MATERIALS PROVIDED ->
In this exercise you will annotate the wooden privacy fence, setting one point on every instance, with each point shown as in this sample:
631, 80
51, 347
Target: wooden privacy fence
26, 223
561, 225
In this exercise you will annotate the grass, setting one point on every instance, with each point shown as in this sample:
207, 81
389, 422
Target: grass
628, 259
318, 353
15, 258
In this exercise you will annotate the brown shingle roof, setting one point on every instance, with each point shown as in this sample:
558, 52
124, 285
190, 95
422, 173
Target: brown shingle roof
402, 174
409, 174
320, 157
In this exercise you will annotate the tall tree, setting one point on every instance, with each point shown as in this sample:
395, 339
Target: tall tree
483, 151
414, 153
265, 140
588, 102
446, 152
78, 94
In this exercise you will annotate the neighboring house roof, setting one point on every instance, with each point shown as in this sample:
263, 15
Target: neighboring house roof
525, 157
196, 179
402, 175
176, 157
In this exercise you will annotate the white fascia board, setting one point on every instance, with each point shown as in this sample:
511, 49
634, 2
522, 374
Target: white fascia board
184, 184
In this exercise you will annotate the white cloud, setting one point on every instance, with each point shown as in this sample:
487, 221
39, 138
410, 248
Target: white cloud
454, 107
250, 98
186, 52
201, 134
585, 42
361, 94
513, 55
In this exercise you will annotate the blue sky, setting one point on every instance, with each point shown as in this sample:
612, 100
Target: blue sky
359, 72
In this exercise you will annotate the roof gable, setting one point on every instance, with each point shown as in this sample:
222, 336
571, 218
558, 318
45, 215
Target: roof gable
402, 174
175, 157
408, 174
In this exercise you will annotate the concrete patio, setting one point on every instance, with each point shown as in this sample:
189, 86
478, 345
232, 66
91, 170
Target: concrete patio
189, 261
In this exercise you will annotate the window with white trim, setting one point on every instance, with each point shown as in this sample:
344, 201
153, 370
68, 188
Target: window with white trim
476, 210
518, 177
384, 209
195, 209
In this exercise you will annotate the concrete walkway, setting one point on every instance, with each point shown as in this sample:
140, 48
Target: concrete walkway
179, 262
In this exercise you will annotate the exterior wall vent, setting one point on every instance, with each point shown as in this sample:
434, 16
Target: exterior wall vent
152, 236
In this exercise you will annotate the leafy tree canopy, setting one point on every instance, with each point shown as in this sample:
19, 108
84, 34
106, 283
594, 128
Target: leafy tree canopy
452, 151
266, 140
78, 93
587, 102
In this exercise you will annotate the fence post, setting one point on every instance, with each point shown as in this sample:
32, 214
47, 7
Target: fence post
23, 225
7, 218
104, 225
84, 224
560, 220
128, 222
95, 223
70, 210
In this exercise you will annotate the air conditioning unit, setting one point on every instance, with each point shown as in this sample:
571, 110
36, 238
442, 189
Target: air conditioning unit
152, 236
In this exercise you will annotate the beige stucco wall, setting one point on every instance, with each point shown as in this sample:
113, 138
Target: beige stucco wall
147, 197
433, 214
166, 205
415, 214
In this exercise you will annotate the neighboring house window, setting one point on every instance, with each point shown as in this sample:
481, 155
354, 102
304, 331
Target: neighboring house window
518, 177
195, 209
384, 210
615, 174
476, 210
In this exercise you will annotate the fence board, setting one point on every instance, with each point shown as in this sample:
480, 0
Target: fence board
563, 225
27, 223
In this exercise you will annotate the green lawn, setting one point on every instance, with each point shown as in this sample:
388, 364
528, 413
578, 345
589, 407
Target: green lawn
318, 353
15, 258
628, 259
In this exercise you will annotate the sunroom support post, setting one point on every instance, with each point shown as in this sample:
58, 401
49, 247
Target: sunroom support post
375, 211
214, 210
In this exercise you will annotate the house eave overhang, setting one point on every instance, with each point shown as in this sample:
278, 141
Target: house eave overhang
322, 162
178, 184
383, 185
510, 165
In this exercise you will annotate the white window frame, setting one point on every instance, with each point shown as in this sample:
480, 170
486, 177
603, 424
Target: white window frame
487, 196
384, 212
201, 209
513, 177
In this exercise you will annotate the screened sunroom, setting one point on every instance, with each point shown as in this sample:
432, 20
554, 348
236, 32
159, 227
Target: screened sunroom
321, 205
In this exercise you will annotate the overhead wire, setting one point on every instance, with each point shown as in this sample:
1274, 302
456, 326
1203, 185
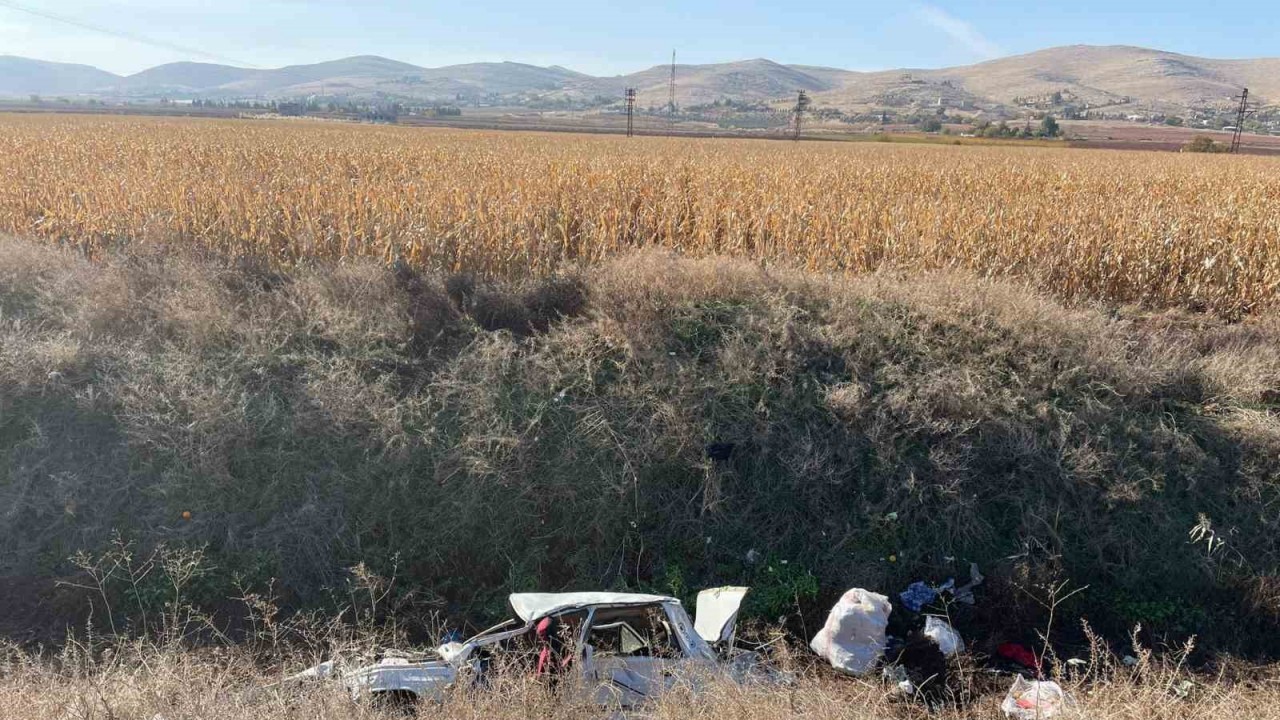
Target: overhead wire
120, 33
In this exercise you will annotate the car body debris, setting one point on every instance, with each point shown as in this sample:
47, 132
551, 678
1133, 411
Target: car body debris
1034, 700
620, 648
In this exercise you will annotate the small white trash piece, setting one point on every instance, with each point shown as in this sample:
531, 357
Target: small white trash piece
1034, 700
854, 638
942, 634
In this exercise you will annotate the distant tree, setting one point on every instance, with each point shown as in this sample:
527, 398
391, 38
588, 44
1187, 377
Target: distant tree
1203, 144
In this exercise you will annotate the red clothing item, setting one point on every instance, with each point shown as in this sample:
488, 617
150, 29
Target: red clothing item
1020, 655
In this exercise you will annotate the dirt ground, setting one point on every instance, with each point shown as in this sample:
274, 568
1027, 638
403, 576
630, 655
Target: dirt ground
1136, 136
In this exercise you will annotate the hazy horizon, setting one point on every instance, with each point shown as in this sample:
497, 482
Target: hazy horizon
604, 39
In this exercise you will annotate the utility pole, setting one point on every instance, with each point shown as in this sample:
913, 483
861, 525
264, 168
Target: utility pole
1240, 114
671, 96
801, 105
631, 112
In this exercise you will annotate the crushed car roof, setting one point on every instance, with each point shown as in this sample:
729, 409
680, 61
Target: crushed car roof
530, 606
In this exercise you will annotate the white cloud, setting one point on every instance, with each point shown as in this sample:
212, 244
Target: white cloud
959, 31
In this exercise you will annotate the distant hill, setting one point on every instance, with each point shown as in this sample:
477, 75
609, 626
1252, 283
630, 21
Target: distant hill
745, 81
184, 77
22, 76
1080, 74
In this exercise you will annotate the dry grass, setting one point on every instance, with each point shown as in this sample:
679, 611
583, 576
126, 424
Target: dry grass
1120, 227
137, 682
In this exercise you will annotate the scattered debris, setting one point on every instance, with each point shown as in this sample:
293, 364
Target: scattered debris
941, 632
608, 639
1034, 700
965, 592
854, 637
897, 677
918, 595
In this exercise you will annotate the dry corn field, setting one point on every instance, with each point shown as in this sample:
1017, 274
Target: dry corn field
1157, 229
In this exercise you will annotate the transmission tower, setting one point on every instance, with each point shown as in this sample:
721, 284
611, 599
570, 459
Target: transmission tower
671, 96
1240, 114
801, 105
631, 112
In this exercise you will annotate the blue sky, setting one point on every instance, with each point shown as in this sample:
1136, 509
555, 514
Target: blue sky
609, 37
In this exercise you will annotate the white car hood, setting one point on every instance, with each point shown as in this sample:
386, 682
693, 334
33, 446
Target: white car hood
530, 606
717, 614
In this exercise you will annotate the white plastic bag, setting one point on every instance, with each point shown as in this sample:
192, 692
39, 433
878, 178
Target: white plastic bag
941, 632
1034, 700
854, 639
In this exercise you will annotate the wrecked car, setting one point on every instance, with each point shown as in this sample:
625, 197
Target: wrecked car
621, 648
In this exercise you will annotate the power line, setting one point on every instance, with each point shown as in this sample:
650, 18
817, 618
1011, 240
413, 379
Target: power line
120, 33
671, 96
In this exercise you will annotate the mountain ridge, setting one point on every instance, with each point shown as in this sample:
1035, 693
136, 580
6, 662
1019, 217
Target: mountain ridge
1086, 74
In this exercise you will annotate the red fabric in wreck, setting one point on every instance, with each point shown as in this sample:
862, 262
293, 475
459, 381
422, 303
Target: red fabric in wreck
1020, 655
544, 656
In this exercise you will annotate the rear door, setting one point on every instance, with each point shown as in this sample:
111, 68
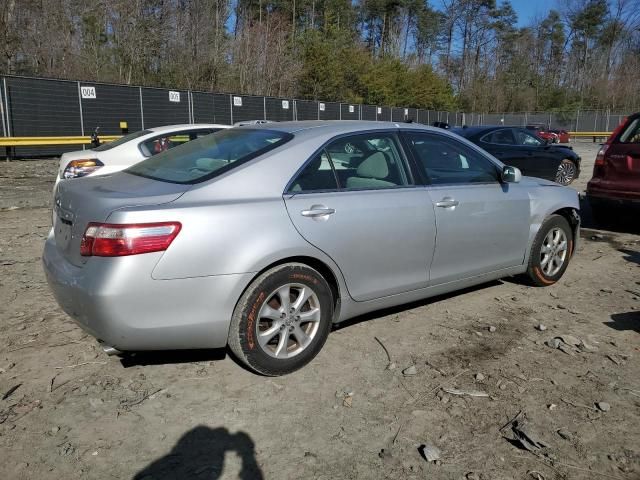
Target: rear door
356, 201
482, 225
623, 157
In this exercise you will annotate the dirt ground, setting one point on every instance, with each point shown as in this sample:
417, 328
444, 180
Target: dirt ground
77, 413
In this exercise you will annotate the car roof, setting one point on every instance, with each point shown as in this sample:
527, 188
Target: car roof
185, 126
336, 127
471, 131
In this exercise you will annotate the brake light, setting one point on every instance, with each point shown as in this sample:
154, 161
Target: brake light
118, 240
81, 168
601, 154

YOUR OBJECTIVE -> Restate word for word the lines from the one holding "In this exercise you will annotate the brake" through the last line of the listing, omitting every earlier line.

RESPONSE ->
In this exercise you will annotate the brake light, setting one point on every instance, with each point shown as in this sample:
154, 161
Target: brake light
118, 240
81, 168
601, 154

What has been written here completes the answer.